CEL → Ułóż wszystkie wiersze poniższych rekordów w listę JSON, w której każdy wiersz jest osobnym ciągiem znaków. Puste wiersze pomiń.

========================================

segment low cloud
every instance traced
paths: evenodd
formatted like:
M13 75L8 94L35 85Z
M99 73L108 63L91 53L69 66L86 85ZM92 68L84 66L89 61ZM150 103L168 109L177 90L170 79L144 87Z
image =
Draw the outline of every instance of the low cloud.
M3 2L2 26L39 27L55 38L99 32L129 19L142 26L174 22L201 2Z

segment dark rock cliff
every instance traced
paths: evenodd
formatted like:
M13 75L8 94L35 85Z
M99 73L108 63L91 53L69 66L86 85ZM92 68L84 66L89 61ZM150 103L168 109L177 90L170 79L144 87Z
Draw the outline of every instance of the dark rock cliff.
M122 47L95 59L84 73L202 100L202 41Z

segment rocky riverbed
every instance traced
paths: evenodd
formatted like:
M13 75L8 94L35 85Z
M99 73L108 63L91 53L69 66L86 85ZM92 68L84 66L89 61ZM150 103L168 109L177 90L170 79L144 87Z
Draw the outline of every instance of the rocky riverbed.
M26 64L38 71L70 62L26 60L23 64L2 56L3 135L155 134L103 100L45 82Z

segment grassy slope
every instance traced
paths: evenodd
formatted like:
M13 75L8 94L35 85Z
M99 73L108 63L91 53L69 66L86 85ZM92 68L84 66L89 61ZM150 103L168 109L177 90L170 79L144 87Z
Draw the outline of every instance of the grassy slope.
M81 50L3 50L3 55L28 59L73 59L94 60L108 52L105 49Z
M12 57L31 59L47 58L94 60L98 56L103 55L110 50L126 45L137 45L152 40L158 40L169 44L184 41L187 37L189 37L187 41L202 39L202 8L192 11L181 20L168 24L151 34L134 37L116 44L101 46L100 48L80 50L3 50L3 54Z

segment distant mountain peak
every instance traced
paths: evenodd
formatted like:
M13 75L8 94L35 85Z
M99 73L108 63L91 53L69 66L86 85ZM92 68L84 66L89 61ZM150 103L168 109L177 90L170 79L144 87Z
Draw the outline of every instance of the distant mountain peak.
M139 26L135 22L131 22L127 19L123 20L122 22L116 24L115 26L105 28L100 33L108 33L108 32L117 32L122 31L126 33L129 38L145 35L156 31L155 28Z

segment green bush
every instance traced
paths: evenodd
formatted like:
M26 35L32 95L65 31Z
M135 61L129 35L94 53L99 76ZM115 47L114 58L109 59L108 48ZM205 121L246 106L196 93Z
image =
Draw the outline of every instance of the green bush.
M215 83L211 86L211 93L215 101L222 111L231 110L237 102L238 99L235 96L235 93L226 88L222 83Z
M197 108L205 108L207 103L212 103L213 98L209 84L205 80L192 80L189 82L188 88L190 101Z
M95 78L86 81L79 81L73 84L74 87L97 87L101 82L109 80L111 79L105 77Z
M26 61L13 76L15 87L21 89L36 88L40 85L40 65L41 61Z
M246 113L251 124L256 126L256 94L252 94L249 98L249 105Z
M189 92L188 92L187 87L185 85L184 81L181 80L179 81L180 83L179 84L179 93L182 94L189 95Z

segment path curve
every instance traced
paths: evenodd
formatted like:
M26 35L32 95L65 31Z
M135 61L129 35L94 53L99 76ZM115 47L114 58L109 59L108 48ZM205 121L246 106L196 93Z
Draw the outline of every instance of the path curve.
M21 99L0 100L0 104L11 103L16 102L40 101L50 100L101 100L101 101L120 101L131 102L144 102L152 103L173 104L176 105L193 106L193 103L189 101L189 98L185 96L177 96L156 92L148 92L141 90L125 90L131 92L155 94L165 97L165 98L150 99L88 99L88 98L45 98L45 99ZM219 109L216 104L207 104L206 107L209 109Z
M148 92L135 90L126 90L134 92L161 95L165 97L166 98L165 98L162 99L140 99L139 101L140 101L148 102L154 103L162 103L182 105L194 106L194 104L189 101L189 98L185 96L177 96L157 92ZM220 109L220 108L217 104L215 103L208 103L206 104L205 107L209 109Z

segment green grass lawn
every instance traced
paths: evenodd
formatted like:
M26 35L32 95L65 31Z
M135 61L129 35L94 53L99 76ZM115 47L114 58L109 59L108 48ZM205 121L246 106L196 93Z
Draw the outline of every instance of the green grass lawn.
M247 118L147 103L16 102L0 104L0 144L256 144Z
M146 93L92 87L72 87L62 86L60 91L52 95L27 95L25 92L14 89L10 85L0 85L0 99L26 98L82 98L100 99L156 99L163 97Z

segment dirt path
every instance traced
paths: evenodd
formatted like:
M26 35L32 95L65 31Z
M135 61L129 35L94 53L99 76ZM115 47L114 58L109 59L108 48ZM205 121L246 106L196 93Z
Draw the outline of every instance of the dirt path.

========================================

ODPOWIEDŹ →
[
  "segment low cloud",
  "every instance traced",
  "paths: evenodd",
  "formatted like:",
  "M13 75L8 94L35 85Z",
  "M99 73L108 63L91 53L69 66L86 85ZM92 68L84 66L89 61ZM150 103L168 109L177 90L170 79L144 87Z",
  "image =",
  "Draw the outline of every instance of the low cloud.",
  "M3 2L2 26L39 27L55 38L99 32L129 19L142 26L174 22L201 2Z",
  "segment dark rock cliff",
  "every instance traced",
  "paths: evenodd",
  "formatted like:",
  "M13 75L8 94L35 85Z",
  "M99 73L108 63L91 53L69 66L86 85ZM92 68L84 66L89 61ZM150 103L168 109L177 90L170 79L144 87Z",
  "Draw the outline of every instance of the dark rock cliff.",
  "M122 47L95 59L84 73L202 100L202 41Z",
  "segment rocky riverbed",
  "every instance traced",
  "paths: evenodd",
  "formatted like:",
  "M13 75L8 94L35 85Z",
  "M99 73L108 63L91 53L69 66L86 85ZM92 68L84 66L89 61ZM150 103L168 109L177 90L170 79L144 87Z",
  "Draw the outline of every instance of the rocky riverbed.",
  "M26 64L38 71L70 62L26 60L23 64L2 56L3 135L155 134L103 100L45 82Z",
  "segment grassy slope",
  "every instance traced",
  "paths: evenodd",
  "formatted like:",
  "M13 75L8 94L35 85Z",
  "M99 73L108 63L91 53L69 66L86 85ZM92 68L84 66L89 61ZM150 103L168 109L177 90L170 79L144 87Z",
  "Draw the outline of every instance of the grassy slope.",
  "M81 50L3 50L3 55L28 59L73 59L94 60L108 52L105 49Z",
  "M12 57L31 59L47 58L94 60L98 56L103 55L110 50L126 45L137 45L152 40L158 40L169 44L184 41L187 37L189 37L187 41L202 39L202 8L192 11L181 20L168 24L151 34L134 37L116 44L101 46L100 48L80 50L3 50L3 54Z",
  "segment distant mountain peak",
  "every instance traced",
  "paths: evenodd",
  "formatted like:",
  "M13 75L8 94L35 85Z",
  "M99 73L108 63L91 53L69 66L86 85ZM92 68L84 66L89 61ZM150 103L168 109L177 90L170 79L144 87Z",
  "Draw the outline of every instance of the distant mountain peak.",
  "M139 26L135 22L131 22L127 19L123 20L122 22L116 24L115 26L105 28L100 33L108 33L108 32L117 32L122 31L126 33L129 38L145 35L156 31L155 28Z",
  "segment green bush",
  "every instance traced",
  "paths: evenodd",
  "formatted like:",
  "M26 35L32 95L65 31Z",
  "M135 61L129 35L94 53L99 76ZM115 47L114 58L109 59L108 48ZM205 121L246 106L196 93Z",
  "image =",
  "Draw the outline of every instance of the green bush.",
  "M215 83L211 86L211 93L215 101L222 111L231 110L237 102L238 99L235 96L235 93L226 88L222 83Z",
  "M197 108L205 108L207 103L212 103L213 98L209 84L205 80L192 80L189 82L188 88L190 101Z",
  "M95 78L86 81L79 81L73 84L74 87L97 87L101 82L109 80L111 79L105 77Z",
  "M26 61L13 76L15 87L21 89L36 88L40 85L40 65L41 61Z",
  "M246 113L251 124L256 126L256 94L252 94L249 98L249 105Z",
  "M189 92L188 92L187 87L185 85L184 81L181 80L179 81L180 83L179 84L179 93L182 94L189 95Z",
  "segment path curve",
  "every instance traced",
  "paths: evenodd",
  "formatted like:",
  "M26 35L32 95L65 31Z",
  "M135 61L129 35L94 53L99 76ZM115 47L114 58L109 59L108 48ZM205 121L246 106L196 93Z",
  "Draw the outline of every instance of the path curve.",
  "M21 99L0 100L0 104L11 103L16 102L40 101L50 100L101 100L101 101L120 101L131 102L144 102L152 103L173 104L176 105L193 106L193 103L189 101L189 98L185 96L177 96L156 92L148 92L141 90L125 90L131 92L155 94L165 97L165 98L150 99L88 99L88 98L45 98L45 99ZM219 109L216 104L207 104L206 107L209 109Z",
  "M148 92L135 90L126 90L134 92L161 95L165 97L166 98L165 98L162 99L140 99L139 101L140 101L148 102L154 103L162 103L182 105L194 106L194 104L189 101L189 98L185 96L177 96L157 92ZM220 109L220 108L217 104L215 103L208 103L206 104L205 107L209 109Z",
  "segment green grass lawn",
  "every instance traced",
  "paths: evenodd",
  "formatted like:",
  "M26 35L32 95L65 31Z",
  "M135 61L129 35L94 53L99 76ZM115 47L114 58L109 59L108 48ZM205 121L246 106L196 93Z",
  "Draw the outline of every instance of the green grass lawn.",
  "M247 118L147 103L16 102L0 104L0 144L256 144Z",
  "M146 93L92 87L72 87L62 86L60 91L52 95L27 95L25 92L14 89L10 85L0 85L0 99L26 98L82 98L100 99L156 99L163 97Z",
  "segment dirt path",
  "every instance traced",
  "paths: evenodd",
  "formatted like:",
  "M26 35L32 95L65 31Z",
  "M135 61L129 35L94 53L99 76ZM115 47L114 58L109 59L108 48ZM205 121L246 106L196 93Z",
  "Draw the outline of every instance of the dirt path."
]